Breaking the Code (1986) is more important than great. Whitemore has a compulsion to cover everything, briefly, rather than dig in, and some of his static scenes do go on. Turing was an elitist, and Whitemore writes like one, parsing out meanings single-file, so all us dullards will catch his drift.

Whitemore also writes by the numbers -- Turing's mother is the generic Mom; his lady friend, Pat, the generic Girl Next Door. Directed by Rosina Reynolds, the Diversionary production leavens the text by refusing to stereotype Whitemore's stencil-thin characters. One of the play's themes: the British police are just as repressive as the SS troopers across the Channel. Nick Berry doesn't play the cop, Mick Ross, as a fire-puking Nazi. Instead, Berry makes him a mildly insistent bureaucrat who lives in a profoundly inflexible, by-the-book world.

Jonathan Dunn-Rankin and Rick Stevens, in terrific cameos, perform other variations on administrators: Dunn-Rankin (great to see him back onstage!) as an engaging eccentric; Stevens, a blank-eyed vulture intolerant of imprecision. David Frederick Weiner's set, however, includes whitewashed walls that are such an eyesore, Karin Fillijan's subtle, penumbral lighting battles them all night. Turing was obsessed with right and wrong, in particular those instances where the lines blur. If the all-white set and grayish lighting are making a thematic comment, the production's look suffers from the choice.

- Set problem 1
Quote the review of the production word for word, starting with "Breaking the Code" and going on through "inflexible, by-the-book world.".
- Set problem 2
Answer these questions from the review of the production:
(a) Who directed the Diversionary production?
(b) Which actor plays the cop, Mick Ross?
(c) Whose lighting is described as subtle and penumbral?
Rely only on the review when answering.

- Collected data
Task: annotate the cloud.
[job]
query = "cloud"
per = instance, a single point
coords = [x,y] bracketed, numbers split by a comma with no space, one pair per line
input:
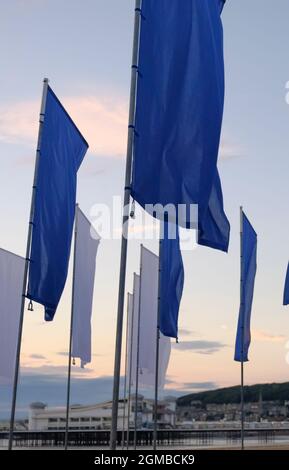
[65,354]
[185,332]
[259,335]
[200,386]
[199,346]
[102,121]
[37,356]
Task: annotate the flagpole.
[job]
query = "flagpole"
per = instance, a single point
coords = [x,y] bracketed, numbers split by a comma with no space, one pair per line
[125,373]
[71,333]
[130,373]
[242,330]
[125,221]
[26,267]
[137,357]
[157,348]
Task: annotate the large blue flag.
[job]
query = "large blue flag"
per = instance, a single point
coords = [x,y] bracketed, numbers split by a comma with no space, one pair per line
[171,280]
[61,153]
[248,273]
[286,288]
[179,105]
[214,227]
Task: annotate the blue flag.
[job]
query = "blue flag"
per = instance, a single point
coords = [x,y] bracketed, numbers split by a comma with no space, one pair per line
[248,272]
[61,153]
[214,227]
[286,288]
[179,104]
[171,280]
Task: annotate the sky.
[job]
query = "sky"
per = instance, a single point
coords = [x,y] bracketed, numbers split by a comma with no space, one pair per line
[84,48]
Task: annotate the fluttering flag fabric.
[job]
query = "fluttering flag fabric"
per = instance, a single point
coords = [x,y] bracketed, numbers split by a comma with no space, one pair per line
[11,286]
[87,242]
[286,288]
[179,106]
[129,344]
[171,280]
[148,323]
[214,227]
[248,273]
[61,153]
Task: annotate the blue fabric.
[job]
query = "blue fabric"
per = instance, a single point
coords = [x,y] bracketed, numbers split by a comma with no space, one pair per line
[214,227]
[286,289]
[171,280]
[248,273]
[179,105]
[61,153]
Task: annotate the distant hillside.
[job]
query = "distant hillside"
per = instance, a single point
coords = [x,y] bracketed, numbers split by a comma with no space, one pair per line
[270,392]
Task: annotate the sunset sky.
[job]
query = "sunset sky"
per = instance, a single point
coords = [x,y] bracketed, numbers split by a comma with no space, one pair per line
[84,47]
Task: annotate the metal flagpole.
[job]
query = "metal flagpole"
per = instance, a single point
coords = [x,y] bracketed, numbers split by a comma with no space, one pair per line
[125,373]
[137,358]
[125,220]
[27,260]
[242,330]
[71,333]
[130,371]
[157,347]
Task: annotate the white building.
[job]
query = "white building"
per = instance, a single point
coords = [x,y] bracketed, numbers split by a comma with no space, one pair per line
[99,416]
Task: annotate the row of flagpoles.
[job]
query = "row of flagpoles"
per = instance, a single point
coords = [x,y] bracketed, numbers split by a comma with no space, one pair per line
[173,142]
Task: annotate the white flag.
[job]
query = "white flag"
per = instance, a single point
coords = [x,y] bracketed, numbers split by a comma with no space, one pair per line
[129,344]
[148,324]
[87,241]
[11,285]
[133,330]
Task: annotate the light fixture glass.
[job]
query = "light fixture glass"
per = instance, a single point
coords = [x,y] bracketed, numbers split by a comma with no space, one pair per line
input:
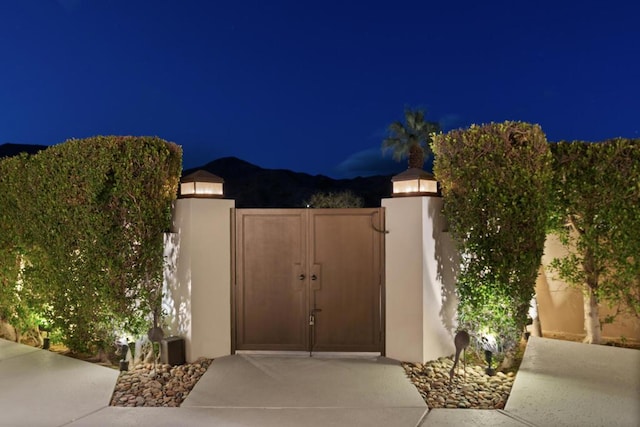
[201,184]
[414,182]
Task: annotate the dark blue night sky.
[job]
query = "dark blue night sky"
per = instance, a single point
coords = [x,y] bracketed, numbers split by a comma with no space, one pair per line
[312,86]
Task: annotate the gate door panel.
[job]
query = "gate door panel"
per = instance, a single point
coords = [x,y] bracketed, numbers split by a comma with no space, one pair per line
[272,296]
[345,257]
[308,279]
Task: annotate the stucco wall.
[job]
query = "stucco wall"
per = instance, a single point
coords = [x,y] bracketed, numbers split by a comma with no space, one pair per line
[420,270]
[198,278]
[560,306]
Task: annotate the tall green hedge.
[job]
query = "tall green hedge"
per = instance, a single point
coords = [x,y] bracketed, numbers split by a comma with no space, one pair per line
[495,181]
[85,219]
[597,215]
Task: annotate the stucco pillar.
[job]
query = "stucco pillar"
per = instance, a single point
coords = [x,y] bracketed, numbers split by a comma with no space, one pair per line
[420,269]
[197,299]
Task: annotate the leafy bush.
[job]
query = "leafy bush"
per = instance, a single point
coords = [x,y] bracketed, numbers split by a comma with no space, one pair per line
[596,214]
[83,223]
[343,199]
[495,181]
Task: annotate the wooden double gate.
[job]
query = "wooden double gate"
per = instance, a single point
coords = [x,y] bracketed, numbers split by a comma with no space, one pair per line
[308,280]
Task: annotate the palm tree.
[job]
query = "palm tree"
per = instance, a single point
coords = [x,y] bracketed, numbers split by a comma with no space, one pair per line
[411,139]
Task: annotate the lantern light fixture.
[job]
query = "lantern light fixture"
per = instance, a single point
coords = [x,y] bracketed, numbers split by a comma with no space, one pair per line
[201,184]
[415,182]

- Written solution 1
Breaking the Code (1986) is more important than great. Whitemore has a compulsion to cover everything, briefly, rather than dig in, and some of his static scenes do go on. Turing was an elitist, and Whitemore writes like one, parsing out meanings single-file, so all us dullards will catch his drift.

Whitemore also writes by the numbers -- Turing's mother is the generic Mom; his lady friend, Pat, the generic Girl Next Door. Directed by Rosina Reynolds, the Diversionary production leavens the text by refusing to stereotype Whitemore's stencil-thin characters. One of the play's themes: the British police are just as repressive as the SS troopers across the Channel. Nick Berry doesn't play the cop, Mick Ross, as a fire-puking Nazi. Instead, Berry makes him a mildly insistent bureaucrat who lives in a profoundly inflexible, by-the-book world.

- Written solution 2
(a) Rosina Reynolds
(b) Nick Berry
(c) Karin Fillijan